**WHAT THIS TASK INVOLVES**
Which rows below contain the string "green"? Gather each such row in full, treating uppercase and lowercase letters as different.

**MATERIALS PROVIDED**

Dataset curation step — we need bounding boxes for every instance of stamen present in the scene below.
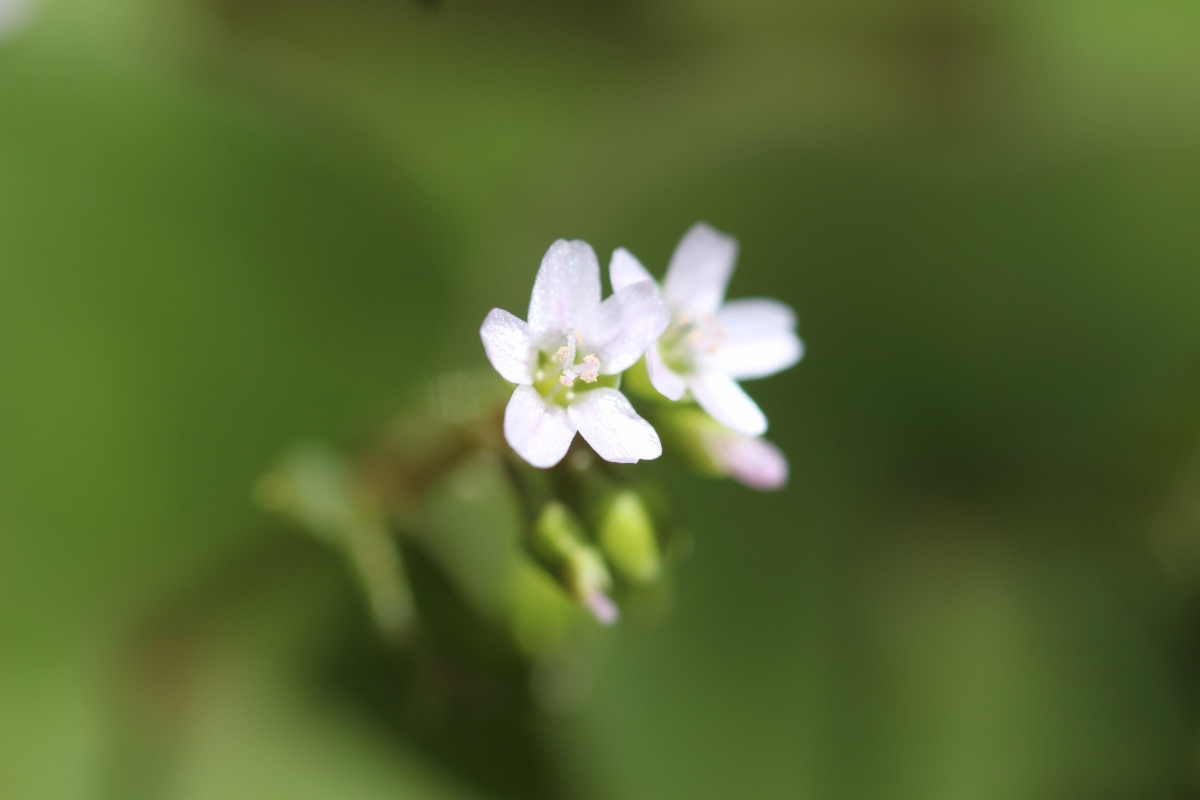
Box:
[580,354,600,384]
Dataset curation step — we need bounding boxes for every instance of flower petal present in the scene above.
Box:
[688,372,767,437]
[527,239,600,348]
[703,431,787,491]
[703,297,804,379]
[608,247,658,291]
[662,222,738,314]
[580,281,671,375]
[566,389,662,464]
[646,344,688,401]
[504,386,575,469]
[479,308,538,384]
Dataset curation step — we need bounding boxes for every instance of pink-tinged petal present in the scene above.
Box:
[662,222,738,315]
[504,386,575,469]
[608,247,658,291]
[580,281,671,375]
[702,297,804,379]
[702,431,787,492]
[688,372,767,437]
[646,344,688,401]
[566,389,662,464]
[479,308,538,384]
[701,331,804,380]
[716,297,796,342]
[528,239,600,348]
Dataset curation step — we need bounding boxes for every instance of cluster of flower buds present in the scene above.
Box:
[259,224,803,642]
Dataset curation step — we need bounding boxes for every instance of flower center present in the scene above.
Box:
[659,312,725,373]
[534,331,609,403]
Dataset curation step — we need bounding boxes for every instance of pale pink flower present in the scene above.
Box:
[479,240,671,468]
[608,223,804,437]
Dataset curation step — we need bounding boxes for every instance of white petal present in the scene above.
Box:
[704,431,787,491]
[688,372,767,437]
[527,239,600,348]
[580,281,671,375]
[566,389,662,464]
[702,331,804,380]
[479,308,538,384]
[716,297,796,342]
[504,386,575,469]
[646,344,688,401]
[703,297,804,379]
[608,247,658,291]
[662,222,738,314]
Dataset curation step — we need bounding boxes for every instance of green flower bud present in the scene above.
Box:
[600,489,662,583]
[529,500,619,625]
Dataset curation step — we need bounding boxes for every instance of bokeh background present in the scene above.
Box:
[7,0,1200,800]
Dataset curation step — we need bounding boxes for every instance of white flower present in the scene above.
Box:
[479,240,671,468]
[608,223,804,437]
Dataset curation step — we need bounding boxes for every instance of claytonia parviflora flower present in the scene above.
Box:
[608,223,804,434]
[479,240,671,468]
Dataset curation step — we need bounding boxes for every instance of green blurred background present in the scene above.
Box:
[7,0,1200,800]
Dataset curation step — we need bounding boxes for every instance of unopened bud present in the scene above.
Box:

**OUTPUT FOR THIS EXERCISE**
Dataset curation step — we need bounding boxes for every instance of green flower bud present in the scene above.
Dataset curation step — we need bounding boxes for every instance of green blurred background present in the scene above.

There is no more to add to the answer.